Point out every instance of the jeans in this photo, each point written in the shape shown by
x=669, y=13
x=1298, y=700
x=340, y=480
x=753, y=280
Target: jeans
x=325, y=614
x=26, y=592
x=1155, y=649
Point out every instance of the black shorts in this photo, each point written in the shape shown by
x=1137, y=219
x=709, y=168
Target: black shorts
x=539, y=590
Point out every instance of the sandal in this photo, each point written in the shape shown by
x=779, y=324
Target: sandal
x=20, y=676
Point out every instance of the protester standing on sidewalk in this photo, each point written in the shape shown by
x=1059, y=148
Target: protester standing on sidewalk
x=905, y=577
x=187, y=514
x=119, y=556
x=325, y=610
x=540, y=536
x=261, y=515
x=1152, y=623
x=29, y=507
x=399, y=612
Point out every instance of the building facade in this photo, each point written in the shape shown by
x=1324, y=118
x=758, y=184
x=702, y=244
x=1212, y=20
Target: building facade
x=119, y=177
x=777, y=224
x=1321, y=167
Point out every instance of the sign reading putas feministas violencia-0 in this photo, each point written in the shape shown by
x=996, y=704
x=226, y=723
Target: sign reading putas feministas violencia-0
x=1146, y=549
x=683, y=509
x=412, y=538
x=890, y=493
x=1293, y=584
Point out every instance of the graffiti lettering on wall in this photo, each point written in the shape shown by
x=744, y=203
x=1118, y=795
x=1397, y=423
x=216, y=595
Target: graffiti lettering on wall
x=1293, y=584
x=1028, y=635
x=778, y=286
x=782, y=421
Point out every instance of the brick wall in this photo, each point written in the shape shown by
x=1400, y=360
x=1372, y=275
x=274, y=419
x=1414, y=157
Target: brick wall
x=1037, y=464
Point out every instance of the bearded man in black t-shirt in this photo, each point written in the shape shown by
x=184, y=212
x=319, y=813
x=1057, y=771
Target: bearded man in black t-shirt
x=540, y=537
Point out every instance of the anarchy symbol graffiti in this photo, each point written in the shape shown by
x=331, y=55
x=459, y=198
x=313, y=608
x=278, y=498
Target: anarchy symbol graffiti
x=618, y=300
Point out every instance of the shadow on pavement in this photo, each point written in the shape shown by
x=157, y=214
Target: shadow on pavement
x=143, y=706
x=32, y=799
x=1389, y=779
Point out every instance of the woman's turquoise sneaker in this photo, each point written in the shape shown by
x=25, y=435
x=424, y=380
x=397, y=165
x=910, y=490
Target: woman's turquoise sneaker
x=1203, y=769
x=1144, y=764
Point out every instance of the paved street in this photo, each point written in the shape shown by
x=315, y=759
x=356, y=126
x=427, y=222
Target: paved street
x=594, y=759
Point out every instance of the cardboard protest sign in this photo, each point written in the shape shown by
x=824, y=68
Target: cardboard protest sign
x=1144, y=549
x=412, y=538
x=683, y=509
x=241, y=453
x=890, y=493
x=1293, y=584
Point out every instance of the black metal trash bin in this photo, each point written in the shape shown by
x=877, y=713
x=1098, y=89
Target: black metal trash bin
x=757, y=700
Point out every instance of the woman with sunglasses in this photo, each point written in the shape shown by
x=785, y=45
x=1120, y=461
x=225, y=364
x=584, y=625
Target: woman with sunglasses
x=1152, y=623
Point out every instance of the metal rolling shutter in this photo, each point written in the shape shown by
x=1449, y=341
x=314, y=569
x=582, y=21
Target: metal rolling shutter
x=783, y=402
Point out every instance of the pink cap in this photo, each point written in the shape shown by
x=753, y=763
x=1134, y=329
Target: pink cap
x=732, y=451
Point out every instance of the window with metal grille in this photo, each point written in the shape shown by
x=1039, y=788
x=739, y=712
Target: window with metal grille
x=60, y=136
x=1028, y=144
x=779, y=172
————
### ASSIGNMENT
Look back at the entries above and repeat, unchanged, every line from the line holding "x=1059, y=148" through the line holding "x=1212, y=20".

### OUTPUT FOR THIS EXERCISE
x=1059, y=148
Target: protester standing on sidewalk
x=905, y=577
x=187, y=514
x=119, y=556
x=325, y=610
x=540, y=536
x=261, y=515
x=1152, y=623
x=29, y=507
x=399, y=612
Point out every instance of the building facade in this photo, each point written in the shape shown by
x=1324, y=118
x=758, y=184
x=702, y=244
x=1212, y=20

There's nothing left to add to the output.